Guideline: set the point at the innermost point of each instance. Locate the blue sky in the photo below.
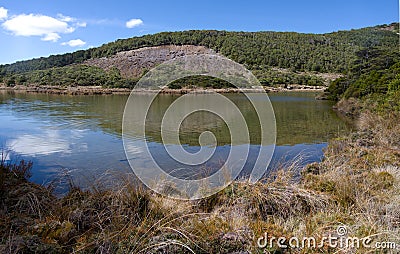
(40, 28)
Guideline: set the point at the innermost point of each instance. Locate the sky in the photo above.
(30, 29)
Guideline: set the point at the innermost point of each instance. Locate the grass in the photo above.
(356, 185)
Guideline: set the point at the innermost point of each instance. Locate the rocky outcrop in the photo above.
(133, 63)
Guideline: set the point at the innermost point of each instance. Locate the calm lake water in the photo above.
(83, 133)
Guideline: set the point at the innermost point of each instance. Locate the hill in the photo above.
(275, 57)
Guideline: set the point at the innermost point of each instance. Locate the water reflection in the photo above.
(84, 132)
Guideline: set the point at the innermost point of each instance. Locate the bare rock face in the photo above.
(133, 63)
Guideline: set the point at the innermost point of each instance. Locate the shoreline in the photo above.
(98, 90)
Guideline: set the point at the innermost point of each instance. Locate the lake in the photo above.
(82, 134)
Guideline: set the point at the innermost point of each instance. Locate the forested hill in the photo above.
(332, 52)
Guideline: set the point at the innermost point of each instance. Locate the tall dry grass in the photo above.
(356, 185)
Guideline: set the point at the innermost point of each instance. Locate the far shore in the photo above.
(98, 90)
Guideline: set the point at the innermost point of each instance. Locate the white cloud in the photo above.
(3, 13)
(51, 37)
(133, 22)
(37, 25)
(74, 43)
(49, 28)
(81, 24)
(65, 18)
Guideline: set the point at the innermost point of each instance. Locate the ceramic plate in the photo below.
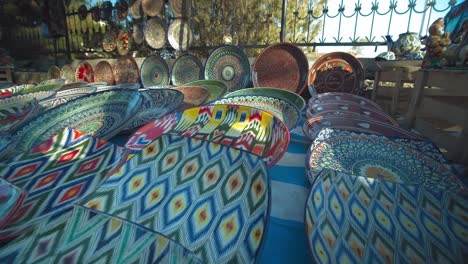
(156, 103)
(352, 123)
(126, 70)
(215, 198)
(155, 33)
(283, 66)
(101, 114)
(325, 97)
(230, 65)
(103, 73)
(152, 7)
(124, 41)
(122, 241)
(279, 107)
(187, 68)
(217, 89)
(180, 34)
(343, 108)
(154, 71)
(109, 42)
(242, 127)
(337, 72)
(358, 218)
(293, 98)
(84, 72)
(54, 73)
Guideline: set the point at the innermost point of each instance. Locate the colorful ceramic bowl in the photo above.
(283, 66)
(242, 127)
(279, 107)
(293, 98)
(102, 114)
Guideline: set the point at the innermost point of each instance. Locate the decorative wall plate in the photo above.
(180, 34)
(84, 72)
(59, 171)
(279, 107)
(337, 72)
(241, 127)
(155, 33)
(211, 198)
(313, 126)
(156, 103)
(103, 73)
(102, 114)
(154, 71)
(353, 109)
(187, 68)
(109, 42)
(152, 7)
(283, 66)
(126, 70)
(230, 65)
(122, 241)
(293, 98)
(325, 97)
(54, 73)
(124, 41)
(358, 219)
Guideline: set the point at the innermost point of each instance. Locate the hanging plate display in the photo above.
(84, 72)
(187, 68)
(124, 41)
(155, 33)
(126, 70)
(152, 7)
(283, 66)
(154, 71)
(103, 73)
(230, 65)
(109, 42)
(337, 72)
(181, 8)
(180, 34)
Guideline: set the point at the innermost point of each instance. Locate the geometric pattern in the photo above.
(241, 127)
(59, 171)
(211, 198)
(82, 235)
(378, 157)
(354, 219)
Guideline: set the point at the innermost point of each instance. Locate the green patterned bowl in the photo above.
(293, 98)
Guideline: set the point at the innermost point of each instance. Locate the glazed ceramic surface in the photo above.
(155, 33)
(179, 34)
(279, 107)
(84, 72)
(366, 220)
(154, 71)
(314, 125)
(337, 72)
(101, 114)
(59, 171)
(345, 109)
(293, 98)
(126, 70)
(211, 198)
(156, 103)
(378, 157)
(230, 65)
(103, 73)
(283, 66)
(187, 68)
(237, 126)
(82, 235)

• Stated exercise
Print exactly the lines above, starting at the line that contains "display in the photo above." and ending with the last line of the records, both included.

• Problem solution
Guideline: set the point at the innermost point of each instance. Locate the hanging plate display in the photo above.
(84, 72)
(187, 68)
(124, 41)
(155, 33)
(126, 70)
(152, 7)
(283, 66)
(154, 71)
(103, 73)
(230, 65)
(109, 42)
(337, 72)
(181, 8)
(180, 34)
Guideline: set the point at the innermost point of each instance. Locate the geometric pattern in the photo above.
(241, 127)
(59, 171)
(211, 198)
(82, 235)
(378, 157)
(354, 219)
Guideline: set the point at the innermost point of each instance. Locate the green patterned bowl in the photo above.
(293, 98)
Guideline: set the point at the innermost point of each instance. Locate the glazed ceramic surface in the photo above.
(155, 33)
(179, 34)
(279, 107)
(84, 72)
(366, 220)
(154, 71)
(314, 125)
(337, 72)
(101, 114)
(59, 171)
(345, 109)
(293, 98)
(126, 70)
(211, 198)
(156, 103)
(378, 157)
(230, 65)
(103, 73)
(283, 66)
(187, 68)
(237, 126)
(82, 235)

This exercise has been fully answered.